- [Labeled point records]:

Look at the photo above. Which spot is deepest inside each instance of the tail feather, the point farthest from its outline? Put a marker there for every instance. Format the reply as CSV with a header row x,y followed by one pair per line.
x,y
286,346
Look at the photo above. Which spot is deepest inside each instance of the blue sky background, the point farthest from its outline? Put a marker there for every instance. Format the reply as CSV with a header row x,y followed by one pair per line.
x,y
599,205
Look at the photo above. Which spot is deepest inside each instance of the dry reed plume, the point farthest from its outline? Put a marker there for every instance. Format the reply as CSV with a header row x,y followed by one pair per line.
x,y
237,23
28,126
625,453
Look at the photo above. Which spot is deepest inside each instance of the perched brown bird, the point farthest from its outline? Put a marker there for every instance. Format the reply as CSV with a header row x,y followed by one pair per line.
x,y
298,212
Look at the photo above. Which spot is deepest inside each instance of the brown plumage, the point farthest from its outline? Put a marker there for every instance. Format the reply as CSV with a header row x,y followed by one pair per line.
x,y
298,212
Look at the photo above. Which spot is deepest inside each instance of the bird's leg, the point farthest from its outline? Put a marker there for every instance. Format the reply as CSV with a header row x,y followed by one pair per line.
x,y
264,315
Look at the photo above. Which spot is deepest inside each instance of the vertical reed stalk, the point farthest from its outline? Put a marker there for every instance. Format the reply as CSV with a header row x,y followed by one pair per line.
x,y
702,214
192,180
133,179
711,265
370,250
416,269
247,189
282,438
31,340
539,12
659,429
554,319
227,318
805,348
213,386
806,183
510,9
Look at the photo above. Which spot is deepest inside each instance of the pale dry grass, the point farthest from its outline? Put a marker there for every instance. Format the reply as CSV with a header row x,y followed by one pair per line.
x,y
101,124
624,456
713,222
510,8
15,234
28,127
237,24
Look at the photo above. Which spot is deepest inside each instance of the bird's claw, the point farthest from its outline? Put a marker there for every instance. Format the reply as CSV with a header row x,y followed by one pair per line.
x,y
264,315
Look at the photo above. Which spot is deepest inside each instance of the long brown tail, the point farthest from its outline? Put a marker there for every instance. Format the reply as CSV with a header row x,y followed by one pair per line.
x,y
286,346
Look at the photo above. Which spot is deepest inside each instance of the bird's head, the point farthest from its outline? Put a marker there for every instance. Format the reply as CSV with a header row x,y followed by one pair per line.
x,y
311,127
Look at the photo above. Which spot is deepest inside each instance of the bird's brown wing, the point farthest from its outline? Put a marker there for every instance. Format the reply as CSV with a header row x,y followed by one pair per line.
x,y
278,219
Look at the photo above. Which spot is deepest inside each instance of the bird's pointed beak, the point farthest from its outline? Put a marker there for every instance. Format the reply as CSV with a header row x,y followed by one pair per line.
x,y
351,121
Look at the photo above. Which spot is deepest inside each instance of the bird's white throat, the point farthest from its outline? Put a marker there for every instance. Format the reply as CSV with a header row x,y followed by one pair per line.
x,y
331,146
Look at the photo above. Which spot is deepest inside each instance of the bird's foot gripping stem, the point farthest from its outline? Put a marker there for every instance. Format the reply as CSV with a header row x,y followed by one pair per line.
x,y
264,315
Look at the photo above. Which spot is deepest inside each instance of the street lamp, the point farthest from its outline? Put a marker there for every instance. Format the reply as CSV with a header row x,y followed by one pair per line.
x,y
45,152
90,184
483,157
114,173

- [Work to complete]: Quote all of the lines above verbatim.

- [Task response]:
Look at the photo above. Which spot is deepest inside each instance of the tail feather, the point farthest from its outline? Put a marker there for every instance. Format the reply as CSV with a header row x,y followed by one pair per line.
x,y
286,346
Look at the photo above. Which spot is deepest inside each instance of the blue sky background, the point farthest from its outline? Put a marker there for every instance. Format the reply as CSV with a header row x,y followed by one pair per line.
x,y
599,205
Look at the photo above. Which spot is deepest inside each instance of the dry reed plume, the point farthest from its outline? Put a marker there for every instance. Format the reply as CSV with a header row x,y followed by one pair per line.
x,y
237,23
28,126
625,453
Look at the photo above. Which spot is deepest inside each instance of the perched brown bird, the point farthest from its outline? Put a marker there for every instance. Format the reply as CSV with a header row x,y followed by one pair per line.
x,y
298,212
Look at the photo above. Which spot is deepest inside each instance of the brown plumage, the point farthest from its outline? Put a marker there for every instance. Format the reply as CSV with a header row x,y followed by one pair per line.
x,y
298,212
Look at the photo above. Which spot is deepest inside each instance of the bird's leg, the point farthest from its outline? Put a marker there for every instance. Format the reply as CSV with a header row x,y followed by one pair per line.
x,y
264,315
Look at the photo above. Which spot is deepest inside each instance of the vertical reed stalk, the point farthest from its outline? Put a marker there for every instance. Format the reply as CSV with a header row x,y followed by one pair per line.
x,y
702,214
192,180
133,179
711,265
370,250
416,269
247,189
282,438
31,340
539,12
659,429
554,319
227,318
805,348
213,386
806,183
510,9
Look at the photo above. Which spot is deepest inside each instance of the pale dry grass, the point farthest from its outline? Put a marker there for every instance. Format the reply as CSV with a header row x,y followed by one pair per line.
x,y
101,124
624,456
713,222
510,8
15,234
28,127
237,24
Look at the photo above. Which spot is deepest inside each instance of the bird's claw, the point farthest from its outline? Put a marker there for every instance. Format the reply as CSV with a header row x,y followed by one pair per line.
x,y
264,315
Look at the photo above. Which spot is deepest inside each instance of the long brown tail, the point farthest from its outline? Put a marker there for every instance. Format the reply as CSV with a header row x,y followed by one pair per line.
x,y
286,346
Look at the photo above. Which spot is deepest inside each instance of the bird's head, the point farthest from its outline? Put a marker there for every instance. Format the reply as CSV with a header row x,y followed by one pair per line.
x,y
311,127
Look at the photo above. Which spot is deepest inside each instance of the bird's brown wing, the point farthest from its outline? Put a marker there for every instance. Format the reply as CSV with a header row x,y followed by one pair per line.
x,y
278,219
Look at the photo above. Which spot is deepest inside each instance of the bird's pointed beak, the point farthest from its outline? Put a marker there for every instance. Format the reply as CSV with a header row x,y followed by one pair per line.
x,y
351,121
Look at the photo above. Which spot is deepest inside each instance of the bird's white throat, the point farthest from its outline? Put a marker there for every instance. Format the reply as CSV with a header row x,y followed by one pair per line.
x,y
331,146
Look at the photo above. Which spot is deepest inside each instance of the bird's foot gripping stem, the point farthest from its outline? Put a marker there for every instance. Format the reply as CSV with a header row x,y followed by one pair per line.
x,y
264,315
Look at the photo above. Which spot is deepest inside each instance of the street lamp, the point farthest from its outline? Put a marker there for every instance. Format the reply as CSV with a header row x,y followed by one pair per line.
x,y
45,152
90,184
483,157
114,173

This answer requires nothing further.